Take the entries below and return them unchanged.

[[ DATA EXCERPTS open ]]

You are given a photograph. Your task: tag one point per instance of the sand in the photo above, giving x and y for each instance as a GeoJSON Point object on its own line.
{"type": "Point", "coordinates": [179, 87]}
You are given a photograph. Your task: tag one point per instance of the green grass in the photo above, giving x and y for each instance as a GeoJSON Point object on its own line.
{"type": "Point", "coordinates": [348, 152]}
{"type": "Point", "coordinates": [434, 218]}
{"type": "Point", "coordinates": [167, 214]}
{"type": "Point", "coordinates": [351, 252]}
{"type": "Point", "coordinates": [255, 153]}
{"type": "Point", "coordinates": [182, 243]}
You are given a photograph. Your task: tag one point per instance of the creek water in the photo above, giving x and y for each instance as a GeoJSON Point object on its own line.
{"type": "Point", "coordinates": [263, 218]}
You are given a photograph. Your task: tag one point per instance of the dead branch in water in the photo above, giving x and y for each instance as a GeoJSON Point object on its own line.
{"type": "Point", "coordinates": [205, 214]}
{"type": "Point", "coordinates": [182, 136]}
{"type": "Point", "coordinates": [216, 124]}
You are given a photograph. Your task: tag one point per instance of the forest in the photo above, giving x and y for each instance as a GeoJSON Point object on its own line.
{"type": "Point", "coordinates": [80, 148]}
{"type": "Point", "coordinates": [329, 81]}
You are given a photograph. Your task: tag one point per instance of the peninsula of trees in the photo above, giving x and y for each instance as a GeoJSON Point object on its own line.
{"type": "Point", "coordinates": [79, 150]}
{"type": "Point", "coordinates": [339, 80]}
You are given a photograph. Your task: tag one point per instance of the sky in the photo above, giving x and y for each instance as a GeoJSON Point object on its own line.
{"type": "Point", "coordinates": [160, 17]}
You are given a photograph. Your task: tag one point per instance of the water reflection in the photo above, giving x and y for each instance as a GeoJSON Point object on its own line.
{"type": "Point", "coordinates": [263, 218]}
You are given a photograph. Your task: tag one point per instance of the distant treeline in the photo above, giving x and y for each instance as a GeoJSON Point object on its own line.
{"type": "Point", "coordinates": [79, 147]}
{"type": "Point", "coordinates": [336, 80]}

[[ DATA EXCERPTS closed ]]

ANSWER SECTION ::
You are given a photograph. Your task: tag one point per instance of the sand in the photo above, giving x and y for each instance as a GeoJSON Point object on its own line.
{"type": "Point", "coordinates": [179, 87]}
You are given a photograph. Your task: tag one point per instance of the green grass in the photo above, giving x and y for each instance as a GeoJSON Point object on its own line.
{"type": "Point", "coordinates": [348, 152]}
{"type": "Point", "coordinates": [434, 218]}
{"type": "Point", "coordinates": [167, 214]}
{"type": "Point", "coordinates": [351, 252]}
{"type": "Point", "coordinates": [255, 153]}
{"type": "Point", "coordinates": [182, 243]}
You are given a photograph. Your task: tag one point per instance of the creek water in the photo above, giving x and y for each instance as a GeoJSON Point object on its own line.
{"type": "Point", "coordinates": [263, 218]}
You are given a photograph. Your task: tag one point per instance of the dead branch in water in the photo above, giving x and y for each instance as a GeoJSON Point object on its own line.
{"type": "Point", "coordinates": [205, 214]}
{"type": "Point", "coordinates": [182, 136]}
{"type": "Point", "coordinates": [216, 124]}
You are given a photograph. Your task: tag one point per instance of the forest in the photo above, giving x and y for each instance as a GeoJSON Point object on its own line.
{"type": "Point", "coordinates": [80, 148]}
{"type": "Point", "coordinates": [329, 81]}
You are given a photograph. Your task: tag one point per instance of the peninsula of trees in the photo above, giving x and y for each instance as a GeoJSON Point object on its own line.
{"type": "Point", "coordinates": [79, 150]}
{"type": "Point", "coordinates": [339, 80]}
You are given a photograph. Your task: tag one point per instance of the sky in the photo above, giving x and y for each instance as a GeoJSON Point object on its own line.
{"type": "Point", "coordinates": [160, 17]}
You are given a photograph. Your task: tag one point per instance of the water reflection in the photo above, giving x and y for each instance as a GeoJSON Point object on its own line.
{"type": "Point", "coordinates": [263, 218]}
You are given a photograph. Your task: tag one point per instance of the distant treeline in the photo above, giving x and y for each instance as a GeoJSON Point object on its own line.
{"type": "Point", "coordinates": [79, 147]}
{"type": "Point", "coordinates": [336, 80]}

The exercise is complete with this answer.